> _Do this_
According to the opening post of the forum thread below, what role has Redcore taken on?

# Redcore



## ebackhus (Apr 21, 2005)

A big congratulations to *Redcore* as Design's newest Tech!


----------



## chauffeur2 (Feb 7, 2006)

Congratulations Redcore....enjoy the Designing Team. :4-clap:

Kind Regards,


----------



## Doby (Jan 17, 2006)

Don't surprise me, great job Redcore!


----------



## JohnthePilot (Mar 30, 2006)

Congratulations. Welcome aboard.


----------



## kodi (Jun 30, 2004)

Congratulations Redcore!!!!!!


----------



## Go The Power (Mar 5, 2007)

Congratulations on the well deserved promotion. Keep up the good work :4-clap::4-clap:


----------



## KoosHopeloos (Nov 3, 2004)

@ redcore: Congrats! Welcome to the team!


----------



## Deleted090308 (Jan 25, 2007)

Congratulations.


----------



## Jack.Sparrow (Jan 22, 2007)

Congrats :4-clap:


----------



## koala (Mar 27, 2005)

Congrats, Redcore. Welcome aboard.


----------



## Inactive (Apr 11, 2005)

welcome to TSF and the design team.


----------



## Glaswegian (Sep 16, 2005)

Congrats Redcore - well done!!


----------



## carsey (Aug 19, 2006)

Congratulations. Your work around the forum as superb. Keep it up.


----------



## dai (Jul 2, 2004)

congratulations


----------



## speedster123 (Oct 18, 2006)

:4-clap::4-clap:


----------



## v-six (Sep 12, 2004)

welcome aboard redcore, I'm liking the avatar already.


----------



## mattlock (Dec 28, 2005)

Congrats Redcore! Enjoy your new found privs.:wink:


----------

> _Information supplied_
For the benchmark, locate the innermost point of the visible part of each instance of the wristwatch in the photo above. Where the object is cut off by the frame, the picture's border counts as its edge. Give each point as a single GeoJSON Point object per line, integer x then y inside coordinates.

> _Written answer_
Redcore is Design's newest Tech.